## Text
The kirigami-inspired stents could be a long-term solution minimising the need for those with chronic conditions to take medication.
Researchers from Brigham and Women’s Hospital and MIT have designed a stretchable stent with pop-out needles for use in drug delivery in tubular organs, such as the airway and the gastrointestinal (GI) system.
Practitioners can fill the plastic-coated rubber stent with air in order to deliver drugs at specific locations throughout the body.
The research was a collaboration between Brigham and Women’s Hospital, Massachusetts General Hospital and MIT, and was partly funded by the Karl Von Tassel (1925) Career Development Professorship and the Department of Mechanical Engineering at MIT.
It was driven by the need to meet therapeutic requirements in disorders such as inflammatory bowel disease.
While interventions exist for conditions affecting tubular organs, applying the treatment is a different matter. Previous methods of drug administration have struggled to apply the intervention to these internal organs, as the shape and location inside the body can make it difficult to coat the afflicted area.
Instead, current practice often involves administering drugs that can affect entire systems, sometimes with unwanted side effects. Other balloon-based systems are location specific, but struggle in retention of the drug over longer periods of time. This new stent is intended to overcome these issues by facilitating precise and long-lasting drug delivery.
Based on kirigami (a form of origami that includes cutting the paper), the stent isn’t required to be implanted in the body, and instead expands temporarily where it is needed.
The stent is designed to pop out needles when the silicon-based tube is stretched. The needle surfaces are loaded by pipetting the particle solution onto the stents to create a uniform spread of the intended intervention.

## Work task
Write the next part of the article about the kirigami-inspired drug-delivery stent, starting after its final sentence.

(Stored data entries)
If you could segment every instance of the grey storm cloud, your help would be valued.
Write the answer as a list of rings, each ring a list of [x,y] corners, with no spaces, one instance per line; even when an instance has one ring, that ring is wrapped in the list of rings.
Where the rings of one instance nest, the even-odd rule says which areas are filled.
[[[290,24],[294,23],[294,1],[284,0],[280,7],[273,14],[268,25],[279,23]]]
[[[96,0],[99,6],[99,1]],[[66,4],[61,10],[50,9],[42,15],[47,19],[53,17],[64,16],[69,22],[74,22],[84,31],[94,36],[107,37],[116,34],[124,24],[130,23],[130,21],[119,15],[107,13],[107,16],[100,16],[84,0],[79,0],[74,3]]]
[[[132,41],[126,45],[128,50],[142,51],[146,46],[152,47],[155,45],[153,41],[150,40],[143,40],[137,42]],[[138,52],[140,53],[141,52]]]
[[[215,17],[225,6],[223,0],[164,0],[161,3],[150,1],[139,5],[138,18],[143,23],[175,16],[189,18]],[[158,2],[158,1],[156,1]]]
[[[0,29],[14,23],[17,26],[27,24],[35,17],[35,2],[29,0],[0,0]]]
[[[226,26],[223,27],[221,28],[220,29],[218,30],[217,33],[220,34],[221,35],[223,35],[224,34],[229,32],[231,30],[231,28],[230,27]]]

## Solved exercise
By applying air pressure, the stent is transformed from an easily inserted flat shape to a complex, three-dimensional structure. Resembling snakeskin in texture, the appropriate design was identified through a series of finite element simulations and experiments.
These novel design elements are how the researchers intend to reach many organs in the body through a minimally invasive procedure.
Sahab Babaee is an MIT research scientist and lead author of the paper that was published in Nature Materials on Monday (14 June).
Babaee and his colleagues wrote that: “Such systems have the capacity to provide long-term local therapy for chronic conditions while minimising the actual need to take a medication, thereby potentially maximising adherence.”
Early animal models were tested in the oesophagi of pigs and demonstrated maintained drug concentrations for the week that followed. The researchers plan to continue animal testing for drugs used in the treatment of GI disorders, as well as refining the manufacturing process with the eventual goal of widespread clinical application.